--- Data records ---
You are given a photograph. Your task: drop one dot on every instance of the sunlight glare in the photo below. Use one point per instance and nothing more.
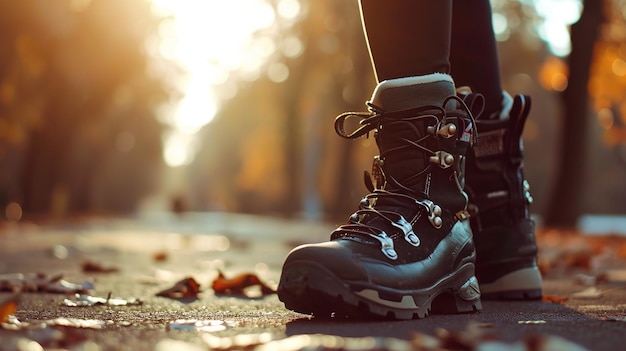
(558, 16)
(210, 40)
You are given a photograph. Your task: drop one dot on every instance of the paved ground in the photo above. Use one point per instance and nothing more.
(154, 252)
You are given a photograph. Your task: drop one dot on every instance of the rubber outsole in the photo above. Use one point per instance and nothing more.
(522, 284)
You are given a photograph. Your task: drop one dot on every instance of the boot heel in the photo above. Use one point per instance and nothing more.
(465, 299)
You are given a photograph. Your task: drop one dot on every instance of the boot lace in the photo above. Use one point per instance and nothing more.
(385, 223)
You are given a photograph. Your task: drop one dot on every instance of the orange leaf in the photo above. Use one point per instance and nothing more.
(237, 285)
(554, 299)
(7, 308)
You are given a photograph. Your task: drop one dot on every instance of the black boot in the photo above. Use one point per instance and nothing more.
(408, 249)
(504, 234)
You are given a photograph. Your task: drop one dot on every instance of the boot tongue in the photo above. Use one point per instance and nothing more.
(404, 161)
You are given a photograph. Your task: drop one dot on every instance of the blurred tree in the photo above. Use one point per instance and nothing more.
(566, 200)
(279, 133)
(272, 148)
(77, 103)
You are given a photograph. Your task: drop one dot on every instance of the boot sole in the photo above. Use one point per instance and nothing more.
(522, 284)
(309, 288)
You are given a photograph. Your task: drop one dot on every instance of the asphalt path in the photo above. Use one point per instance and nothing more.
(151, 253)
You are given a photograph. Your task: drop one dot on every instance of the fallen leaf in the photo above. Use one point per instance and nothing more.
(159, 256)
(187, 288)
(88, 301)
(210, 325)
(7, 308)
(554, 299)
(39, 282)
(238, 285)
(532, 322)
(94, 267)
(589, 293)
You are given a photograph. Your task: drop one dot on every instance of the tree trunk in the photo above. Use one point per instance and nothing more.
(566, 200)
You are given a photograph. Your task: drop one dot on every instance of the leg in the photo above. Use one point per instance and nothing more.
(407, 38)
(408, 249)
(506, 264)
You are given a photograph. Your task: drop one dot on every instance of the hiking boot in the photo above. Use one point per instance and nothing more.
(408, 249)
(504, 233)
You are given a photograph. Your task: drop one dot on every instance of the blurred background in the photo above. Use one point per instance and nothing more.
(120, 107)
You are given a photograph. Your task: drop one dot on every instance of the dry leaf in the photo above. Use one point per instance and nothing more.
(188, 288)
(87, 301)
(94, 267)
(554, 299)
(39, 282)
(7, 308)
(237, 285)
(589, 293)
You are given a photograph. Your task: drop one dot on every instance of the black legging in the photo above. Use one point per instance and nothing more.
(418, 37)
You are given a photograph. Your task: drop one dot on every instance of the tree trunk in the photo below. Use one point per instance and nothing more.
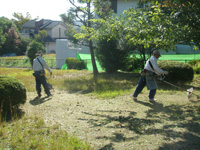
(95, 70)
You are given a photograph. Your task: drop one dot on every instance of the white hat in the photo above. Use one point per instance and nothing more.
(156, 53)
(39, 53)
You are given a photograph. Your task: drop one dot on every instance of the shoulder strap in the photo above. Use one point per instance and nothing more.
(40, 63)
(151, 65)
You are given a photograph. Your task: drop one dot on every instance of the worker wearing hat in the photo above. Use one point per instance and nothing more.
(151, 68)
(39, 64)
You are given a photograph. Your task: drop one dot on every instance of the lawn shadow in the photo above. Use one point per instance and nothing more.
(38, 101)
(16, 114)
(160, 120)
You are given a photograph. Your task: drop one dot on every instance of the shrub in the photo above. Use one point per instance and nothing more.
(74, 63)
(193, 62)
(13, 93)
(178, 71)
(133, 64)
(196, 70)
(110, 55)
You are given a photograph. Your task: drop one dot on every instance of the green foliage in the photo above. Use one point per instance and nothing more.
(13, 93)
(196, 65)
(133, 64)
(74, 63)
(110, 56)
(194, 62)
(33, 47)
(40, 36)
(187, 14)
(12, 36)
(178, 71)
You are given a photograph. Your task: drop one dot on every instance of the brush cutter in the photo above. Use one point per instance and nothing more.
(190, 94)
(50, 86)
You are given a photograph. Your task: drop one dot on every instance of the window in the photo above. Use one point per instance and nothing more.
(114, 5)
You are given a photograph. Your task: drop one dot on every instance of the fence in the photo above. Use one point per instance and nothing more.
(23, 63)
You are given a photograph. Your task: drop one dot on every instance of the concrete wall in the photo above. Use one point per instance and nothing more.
(63, 52)
(50, 47)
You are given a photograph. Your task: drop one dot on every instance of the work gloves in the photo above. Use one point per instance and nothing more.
(166, 72)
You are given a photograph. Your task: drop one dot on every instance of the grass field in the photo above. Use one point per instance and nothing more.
(22, 61)
(101, 112)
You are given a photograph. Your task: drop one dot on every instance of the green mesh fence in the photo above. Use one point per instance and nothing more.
(87, 59)
(174, 57)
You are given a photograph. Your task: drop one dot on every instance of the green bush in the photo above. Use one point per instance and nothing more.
(133, 64)
(13, 93)
(193, 62)
(110, 55)
(74, 63)
(196, 70)
(178, 71)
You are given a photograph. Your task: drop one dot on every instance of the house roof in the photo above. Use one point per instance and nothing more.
(47, 24)
(49, 39)
(50, 24)
(29, 24)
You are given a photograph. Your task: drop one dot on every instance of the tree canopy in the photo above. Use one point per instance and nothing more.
(79, 19)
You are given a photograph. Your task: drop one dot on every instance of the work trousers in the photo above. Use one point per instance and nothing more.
(41, 80)
(141, 85)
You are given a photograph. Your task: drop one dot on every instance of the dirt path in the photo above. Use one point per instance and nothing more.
(106, 124)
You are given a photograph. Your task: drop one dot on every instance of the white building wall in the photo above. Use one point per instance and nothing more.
(50, 47)
(55, 31)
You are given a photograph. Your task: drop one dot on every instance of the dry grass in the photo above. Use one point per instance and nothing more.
(118, 122)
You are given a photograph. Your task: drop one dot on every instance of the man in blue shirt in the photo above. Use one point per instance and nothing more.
(150, 68)
(39, 64)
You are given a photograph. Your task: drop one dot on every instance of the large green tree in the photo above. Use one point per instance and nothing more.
(187, 14)
(144, 30)
(33, 47)
(79, 19)
(12, 36)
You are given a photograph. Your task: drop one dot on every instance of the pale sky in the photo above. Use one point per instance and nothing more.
(44, 9)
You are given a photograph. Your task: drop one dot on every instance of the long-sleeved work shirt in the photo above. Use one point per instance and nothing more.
(156, 68)
(38, 67)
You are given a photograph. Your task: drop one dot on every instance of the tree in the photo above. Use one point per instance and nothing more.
(12, 36)
(145, 30)
(2, 37)
(187, 14)
(40, 36)
(33, 47)
(79, 17)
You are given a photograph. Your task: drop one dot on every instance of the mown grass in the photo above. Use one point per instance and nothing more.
(33, 133)
(23, 61)
(158, 123)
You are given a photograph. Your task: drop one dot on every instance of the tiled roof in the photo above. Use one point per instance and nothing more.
(29, 24)
(47, 24)
(50, 24)
(49, 39)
---
### Assignment
Restate each entry word for word, please, but drop any images it holds.

### Result of this exercise
You are given a photograph. Your task: drop one dot on every instance of the sunlight glare in the photo below. Use one point per instance and nothing more.
(558, 16)
(210, 40)
You are given a photograph. Your task: drop one dot on every instance of the paved ground in the photo above. Use one point per instance and nothing more.
(154, 252)
You are given a photograph. Your task: drop one dot on every instance of the rubber outsole in the photo above. Use one point per instance and nothing more.
(522, 284)
You are given a photograph. Your task: drop one dot on every instance of the boot heel in the photo above. Use one point per instance and nothing more.
(465, 299)
You are given a photograph. Your task: drop one dot on every instance of the boot lace in the photo above. Use one point per instance and nothing more.
(385, 223)
You are given a photograph. Your task: drop one dot on every instance of the orange leaf in the photo above. Use one point per instance and nothing more.
(237, 285)
(554, 299)
(7, 308)
You are given a photograph. Your task: drop one dot on every instance of the black boot in the photo above. Use one point per instance and nothing more.
(408, 249)
(504, 234)
You are given a photograph. Your task: drop one dot on every instance of the boot tongue in the photo above. Use one point per instance and nothing more.
(404, 161)
You are given a photograph. Your task: drop one dot on every instance of the blurred tree in the photo above. Use one point per instance and nothing more.
(566, 200)
(279, 133)
(272, 148)
(77, 103)
You are given a photograph. Your task: drop one dot on every instance of the boot sole in the photo above. Use one point per instance and nothing more.
(522, 284)
(309, 288)
You are given a photograph. Your task: drop one dot on every instance of the asphalt path in the photo above. Use one point per instance and nothing more.
(151, 253)
You are given a photograph. Your task: drop one dot on every instance of the fallen leaf in the photo above. Use one point per instance and nothing more.
(159, 256)
(187, 288)
(88, 301)
(210, 325)
(7, 308)
(554, 299)
(39, 282)
(238, 285)
(532, 322)
(94, 267)
(589, 293)
You are given a photograph. Your task: drop one dot on every instance of the tree trunk in the photo above. Use one point per instance and nothing more.
(566, 200)
You are given a photograph. Your task: drop one dot on every instance of the leg in the photo above. Use one point per instance and nothing more.
(407, 38)
(408, 249)
(506, 264)
You are given a photograph. Your task: drop one dot on every instance of the hiking boot in the photo above. Use one point per instance and nothing more.
(408, 249)
(504, 233)
You are given a photograph. Your task: drop one dot on every instance of the blurred background in the photo above. Use one point per instance and nothing more.
(120, 107)
You are given a photograph. Your task: drop one dot on every instance of the dry leaf in the photo above. Use one point per instance and nothing more.
(188, 288)
(87, 301)
(94, 267)
(554, 299)
(39, 282)
(7, 308)
(237, 285)
(589, 293)
You are given a photograph. Your task: drop one dot on every instance of the black legging in the photo above. Use one point per instance and nothing more.
(418, 37)
You are given a photograph. Your task: drop one dot on every instance of the tree trunk in the photo below. Use one point per instance and nothing more.
(95, 70)
You are given a photograph. Your task: drop one dot on every instance of the white hat in the photo above. Use one point per instance and nothing more.
(156, 53)
(39, 53)
You are given a photograph. Your task: drop one dot on every instance of the shoulder strap in the photo above. Use one point per instance and nothing more.
(40, 63)
(151, 65)
You are given a photograph. Your task: drop one dot on every instance of the worker wearing hat in the photo above. Use one point per instance and nothing more.
(151, 68)
(39, 64)
You are given a photograph. Your task: drop one dot on every instance of the lawn shadow in the photo above. Use one point per instance and nothing more.
(38, 101)
(16, 114)
(160, 120)
You are given a photograph. Your task: drop one dot on every instance of the shrub in the photo above. Use one point per instance and nothing more.
(74, 63)
(193, 62)
(13, 93)
(178, 71)
(133, 64)
(196, 70)
(110, 55)
You are given a photograph. Your task: drop one dot on every instance of the green foliage in the photo above. Use one point per instance and nothing more.
(13, 93)
(196, 65)
(133, 64)
(74, 63)
(110, 56)
(194, 62)
(33, 47)
(40, 36)
(187, 14)
(12, 36)
(178, 71)
You are given a photograph. Your task: drop one dot on every instance of the brush cutter in the photo above. Use one point per instance and nothing more.
(190, 94)
(50, 86)
You are given a photograph. Your task: drop one dot on every instance of the window in the photo above. Use one point per instance and nothing more.
(114, 5)
You are given a photograph. Your task: drop one dot on every instance of the fence in the photo above. Use one point per instance and nothing more.
(23, 63)
You are given a photograph. Your task: drop one dot on every instance of the concrete wall in the photo above. Use one point per instance and nothing more.
(63, 52)
(50, 47)
You are given a photograph. Your task: drop one dot on every instance of the work gloves in the photo above. Use one point per instance and nothing more.
(166, 72)
You are given a photograph. Your task: drop one dot on every instance of the grass field in the photo above. Use one point per instance and nothing more.
(22, 61)
(101, 112)
You are given a photograph. Your task: drop one dot on every instance of the green mesh fence in the photo above. Use one point per instance and nothing more.
(87, 59)
(174, 57)
You are given a photograph. Your task: drop one dot on every instance of the green bush in the photo above. Use one point per instance and nothing more.
(133, 64)
(13, 93)
(193, 62)
(110, 55)
(74, 63)
(196, 70)
(178, 71)
You are given a photograph. Your task: drop one dot on every instance of the house roof in the photo above. Use one point per instance and nothing more.
(47, 24)
(49, 39)
(50, 24)
(29, 24)
You are given a photograph. Your task: drop one dot on every instance of the tree canopy in the photo above. Use one point per instance and nothing more.
(79, 19)
You are given a photograph. Your task: drop one dot on every instance of the work trousers in the photo above. Use one point per instance and nothing more.
(41, 80)
(141, 85)
You are given a photograph. Your task: drop one dot on every instance of the dirt path in the photo above. Use one point per instance and nothing more.
(106, 124)
You are given a photograph. Your task: drop one dot on every instance of the white building wall in the photo above. Use one point per instance and nothing more.
(50, 47)
(55, 31)
You are given a photograph. Your task: drop one dot on every instance of the dry grass in the photo above. Use one point per instance and nothing more.
(118, 122)
You are given a photograph. Your task: drop one dot on every instance of the man in blue shirt in the photo above. Use one point per instance and nothing more.
(150, 68)
(39, 64)
You are given a photograph. Your task: drop one dot on every instance of the large green tree in the photo above. Use one point per instance and nothing more.
(187, 14)
(144, 30)
(33, 47)
(79, 19)
(12, 36)
You are given a photograph. Your task: drop one dot on every instance of the pale sky in the photo above. Use one point per instance and nothing more.
(44, 9)
You are given a photograph. Your task: drop one dot on every instance of the long-sleeved work shirt in the photo above. Use one point per instance and nothing more.
(156, 68)
(38, 67)
You are given a photograph. Your task: drop one dot on every instance of the tree in the photo above. Use one point per instance and nothing more.
(12, 36)
(145, 30)
(2, 37)
(187, 14)
(40, 36)
(33, 47)
(79, 17)
You are given a photograph. Your task: drop one dot on every instance of the mown grass in the photo above. Use one point per instance and nothing more.
(33, 133)
(23, 61)
(158, 123)
You are given a photograph. Your task: drop one dot on every instance of the tiled roof in the photo above. Use one point per instance and nothing more.
(29, 24)
(47, 24)
(50, 24)
(49, 39)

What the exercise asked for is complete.